◆ WHAT IS EXPECTED ◆
All records are to be transcribed in full; any pictures among them are to be skipped.

Saved data entries:
------------------------
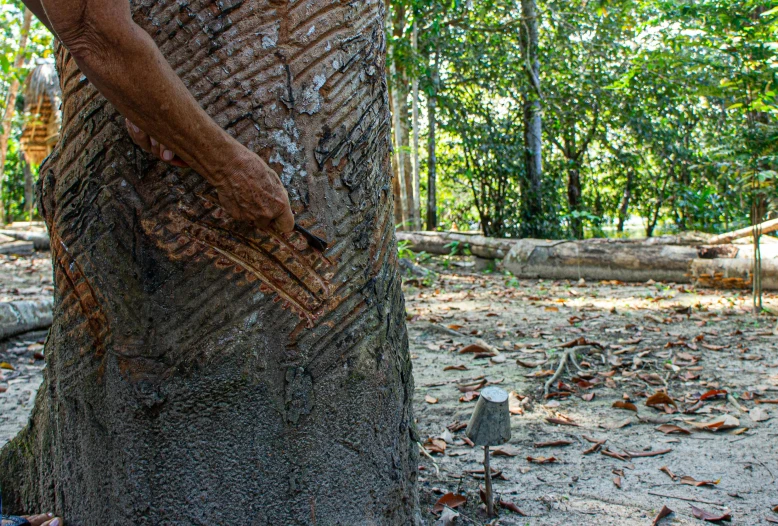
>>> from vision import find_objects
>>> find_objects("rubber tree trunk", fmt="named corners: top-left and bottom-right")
top-left (0, 0), bottom-right (419, 523)
top-left (519, 0), bottom-right (543, 238)
top-left (0, 8), bottom-right (32, 224)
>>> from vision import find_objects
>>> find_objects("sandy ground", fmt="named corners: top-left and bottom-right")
top-left (2, 252), bottom-right (778, 525)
------------------------
◆ FINISHED EXERCISE ◆
>>> from vision import find_objects
>>> find_objects("rubber tree trunk", fmt="named corners: top-left and bottom-right")
top-left (0, 0), bottom-right (419, 523)
top-left (519, 0), bottom-right (543, 238)
top-left (0, 8), bottom-right (32, 224)
>>> from vision import find_objects
>>> find_objects("sandy ground", fmt="named corners: top-left and bottom-right")
top-left (2, 252), bottom-right (778, 525)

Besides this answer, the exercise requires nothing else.